The lack of negative influence of sperm concentrations on the outcome of IVF, in our study, may stem from the ability of cumulus cells, zona pellucida, or oolema to perform natural selection for the most functionally competent sperm for oocyte fertilization in order to maximize the chances of successful reproduction .
Additionally, the possible influence of diagnosis and the number of embryos transferred and/or length of male abstinence on the outcome of clinical pregnancy, implantation, and live birth rates in the ICSI group of our study may be excluded as a contributing factor.

______

> **TASK REQUIREMENTS**
1. Translate this sentence from the passage on sperm concentration and IVF outcomes into Spanish: "Additionally, the possible influence of diagnosis and the number of embryos transferred and/or length of male abstinence on the outcome of clinical pregnancy, implantation, and live birth rates in the ICSI group of our study may be excluded as a contributing factor."
2. Write a few more sentences of the passage on sperm concentration and IVF outcomes, picking up after its last sentence.

> **RECORD EXCERPTS**
______

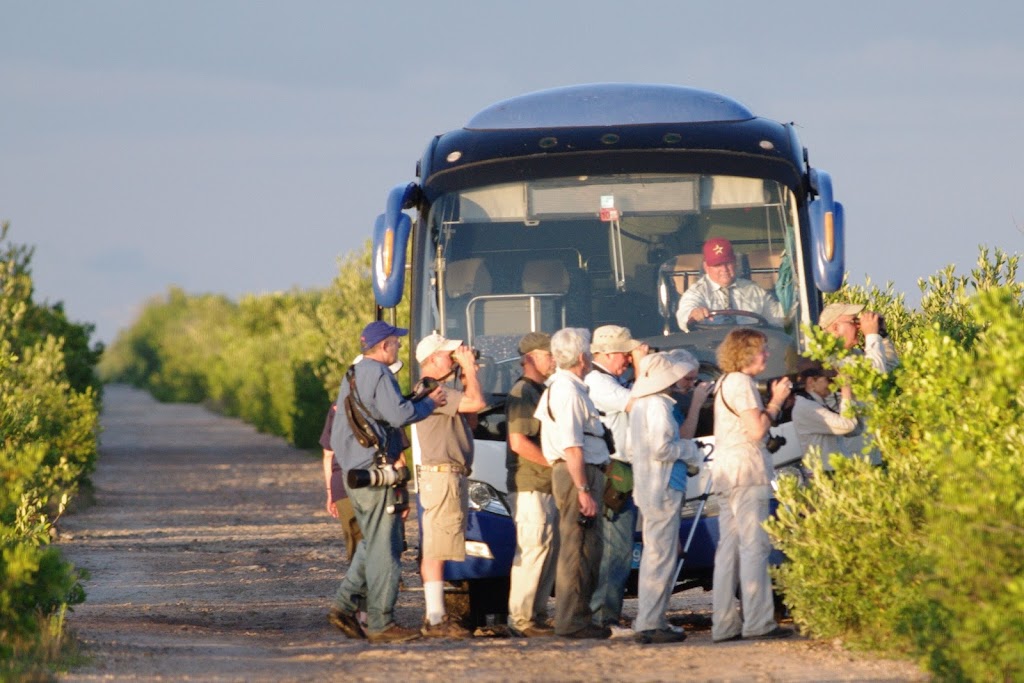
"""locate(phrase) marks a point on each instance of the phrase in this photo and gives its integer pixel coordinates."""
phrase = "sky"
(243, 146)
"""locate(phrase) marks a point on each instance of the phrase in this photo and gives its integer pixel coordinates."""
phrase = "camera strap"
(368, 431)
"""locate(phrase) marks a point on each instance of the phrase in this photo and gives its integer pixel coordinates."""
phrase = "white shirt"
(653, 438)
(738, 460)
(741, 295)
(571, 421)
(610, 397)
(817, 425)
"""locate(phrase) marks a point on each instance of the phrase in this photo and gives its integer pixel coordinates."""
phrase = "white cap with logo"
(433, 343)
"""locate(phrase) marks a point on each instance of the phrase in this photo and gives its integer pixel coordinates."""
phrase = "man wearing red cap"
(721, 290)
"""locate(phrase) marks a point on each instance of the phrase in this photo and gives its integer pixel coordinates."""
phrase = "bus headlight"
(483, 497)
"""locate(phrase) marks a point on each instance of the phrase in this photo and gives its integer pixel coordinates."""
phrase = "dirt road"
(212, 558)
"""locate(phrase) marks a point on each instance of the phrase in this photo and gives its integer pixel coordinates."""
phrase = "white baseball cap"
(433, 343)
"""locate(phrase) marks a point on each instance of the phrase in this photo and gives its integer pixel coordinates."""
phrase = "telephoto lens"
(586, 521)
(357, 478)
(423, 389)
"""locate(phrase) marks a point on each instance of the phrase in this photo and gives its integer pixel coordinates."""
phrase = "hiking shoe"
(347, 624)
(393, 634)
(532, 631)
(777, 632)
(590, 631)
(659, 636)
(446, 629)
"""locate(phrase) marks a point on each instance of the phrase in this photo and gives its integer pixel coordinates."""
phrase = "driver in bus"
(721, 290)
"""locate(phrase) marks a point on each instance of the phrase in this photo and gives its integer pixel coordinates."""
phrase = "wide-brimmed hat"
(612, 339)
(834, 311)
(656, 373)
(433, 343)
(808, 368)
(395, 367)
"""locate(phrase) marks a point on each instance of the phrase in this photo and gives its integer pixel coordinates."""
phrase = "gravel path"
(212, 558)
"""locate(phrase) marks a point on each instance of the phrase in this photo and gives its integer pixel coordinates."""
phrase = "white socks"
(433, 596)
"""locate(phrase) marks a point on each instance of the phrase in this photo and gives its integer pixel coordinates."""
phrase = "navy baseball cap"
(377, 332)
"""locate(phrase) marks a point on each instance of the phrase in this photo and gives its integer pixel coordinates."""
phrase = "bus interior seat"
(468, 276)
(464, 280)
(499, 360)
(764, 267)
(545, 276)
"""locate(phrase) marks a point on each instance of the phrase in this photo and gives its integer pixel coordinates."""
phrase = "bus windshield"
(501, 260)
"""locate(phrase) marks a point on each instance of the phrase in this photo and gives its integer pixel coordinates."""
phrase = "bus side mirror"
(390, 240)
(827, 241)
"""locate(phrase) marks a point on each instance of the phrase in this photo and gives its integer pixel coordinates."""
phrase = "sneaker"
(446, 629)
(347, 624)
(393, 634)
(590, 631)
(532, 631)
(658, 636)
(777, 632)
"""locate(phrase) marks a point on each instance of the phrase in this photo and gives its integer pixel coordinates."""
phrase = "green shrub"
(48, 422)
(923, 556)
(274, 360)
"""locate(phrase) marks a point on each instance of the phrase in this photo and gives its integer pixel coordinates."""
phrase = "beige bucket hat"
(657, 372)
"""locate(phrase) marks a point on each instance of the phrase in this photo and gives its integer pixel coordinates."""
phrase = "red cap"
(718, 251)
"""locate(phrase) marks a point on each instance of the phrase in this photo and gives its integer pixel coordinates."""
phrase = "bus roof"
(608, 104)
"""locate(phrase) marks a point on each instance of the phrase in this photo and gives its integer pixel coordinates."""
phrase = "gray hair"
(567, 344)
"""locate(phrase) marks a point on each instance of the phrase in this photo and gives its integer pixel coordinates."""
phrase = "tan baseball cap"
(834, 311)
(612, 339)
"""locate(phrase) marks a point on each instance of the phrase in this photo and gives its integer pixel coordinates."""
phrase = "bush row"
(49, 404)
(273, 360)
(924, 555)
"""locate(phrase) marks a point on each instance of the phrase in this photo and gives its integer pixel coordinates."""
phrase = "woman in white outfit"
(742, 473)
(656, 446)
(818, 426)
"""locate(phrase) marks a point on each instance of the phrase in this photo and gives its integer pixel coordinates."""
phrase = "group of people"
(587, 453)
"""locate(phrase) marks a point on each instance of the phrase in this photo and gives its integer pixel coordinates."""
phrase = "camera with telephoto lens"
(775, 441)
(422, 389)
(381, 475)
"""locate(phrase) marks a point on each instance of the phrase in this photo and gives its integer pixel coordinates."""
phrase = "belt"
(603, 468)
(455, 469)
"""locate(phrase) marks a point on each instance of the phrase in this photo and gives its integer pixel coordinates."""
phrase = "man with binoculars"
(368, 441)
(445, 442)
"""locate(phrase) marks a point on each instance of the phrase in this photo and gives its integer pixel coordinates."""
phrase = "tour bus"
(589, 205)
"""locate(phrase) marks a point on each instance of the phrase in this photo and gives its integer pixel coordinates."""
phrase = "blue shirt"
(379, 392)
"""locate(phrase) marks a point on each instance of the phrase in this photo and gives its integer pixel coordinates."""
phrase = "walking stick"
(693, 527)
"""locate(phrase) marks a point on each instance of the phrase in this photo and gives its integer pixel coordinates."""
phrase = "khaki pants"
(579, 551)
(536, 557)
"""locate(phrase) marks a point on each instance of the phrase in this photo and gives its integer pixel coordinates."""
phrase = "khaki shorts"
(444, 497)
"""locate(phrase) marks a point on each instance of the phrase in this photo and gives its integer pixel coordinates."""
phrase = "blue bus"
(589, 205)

______

> **RESPONSES PER TASK**
1. Además, la posible influencia del diagnóstico y del número de embriones transferidos y/o de la duración de la abstinencia masculina sobre los resultados de embarazo clínico, implantación y tasas de nacidos vivos en el grupo de ICSI de nuestro estudio puede descartarse como factor contribuyente.

2.
In conclusion, to our knowledge, the results of our study are the first to show that high sperm concentrations in semen have a strong negative impact on the clinical outcomes when ICSI insemination is performed. Improvement of existing technologies in semen preparation or development of a better method of semen preparation and spermatozoa selection for routine use ICSI insemination is necessary to enhance clinical outcome. However, larger prospective studies or form of randomized controlled trials are required to confirm the link between high sperm concentrations and poor ICSI outcomes and results of our retrospective review study.